-- Begin Dataset records --

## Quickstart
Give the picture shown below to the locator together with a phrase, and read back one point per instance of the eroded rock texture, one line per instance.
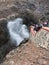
(28, 54)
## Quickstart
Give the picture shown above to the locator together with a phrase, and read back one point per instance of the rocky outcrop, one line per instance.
(41, 39)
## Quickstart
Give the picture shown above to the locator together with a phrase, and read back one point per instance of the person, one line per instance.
(36, 29)
(18, 31)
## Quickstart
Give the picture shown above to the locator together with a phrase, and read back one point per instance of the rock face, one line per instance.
(34, 10)
(41, 38)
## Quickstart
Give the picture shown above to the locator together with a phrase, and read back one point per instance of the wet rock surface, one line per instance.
(28, 53)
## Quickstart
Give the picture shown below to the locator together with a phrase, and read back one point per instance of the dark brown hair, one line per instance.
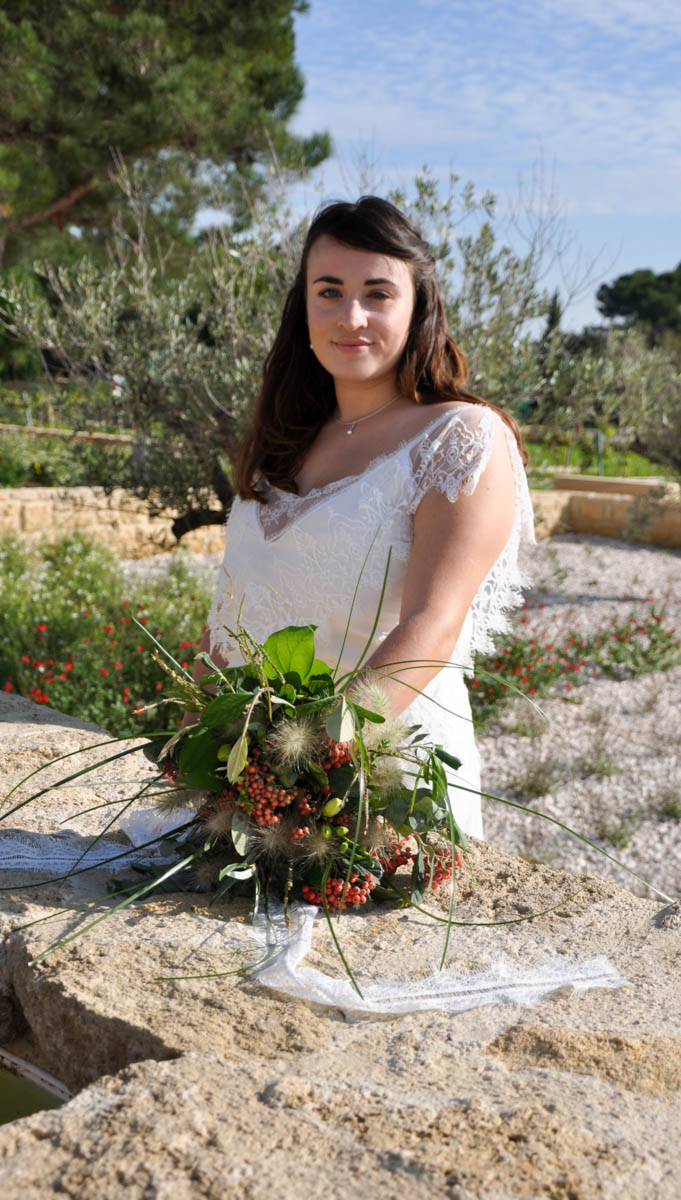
(297, 395)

-- End Dataset records --

Reproduce all of the material above with every occurrence of "locator" replaced by "pointing model" and everything else left unchanged. Omit the pictures from your version.

▶ **Full answer**
## Quickstart
Give the picture shown below to the pointing model together with a phrase, and read back one point per instance of the eroded rock texture, one line per instance.
(28, 54)
## Quickstart
Give the picture shown above to the pointing model together with a phrase, and read back one point per instance of the rocky outcrop, one line per instance.
(41, 39)
## Quickstart
Give the picture shown above to the pointing model together with a phrase, and read back one point per instance of the person, one line per instance.
(36, 29)
(18, 31)
## Quickstart
Give the picture shown above to the pointing model together with a phrase, and read back one point per instance of the rock face, one line per instance.
(34, 10)
(41, 38)
## Quickstart
Give the picture shown above to the pointing model together with a phrase, and read back one point per instance of the wet rock surface, one line per instance.
(28, 53)
## Quickstart
Give the picture shown below to the pointing model together with a phrase, and read back one point per instance of the dark brown hair, one line per instance.
(297, 395)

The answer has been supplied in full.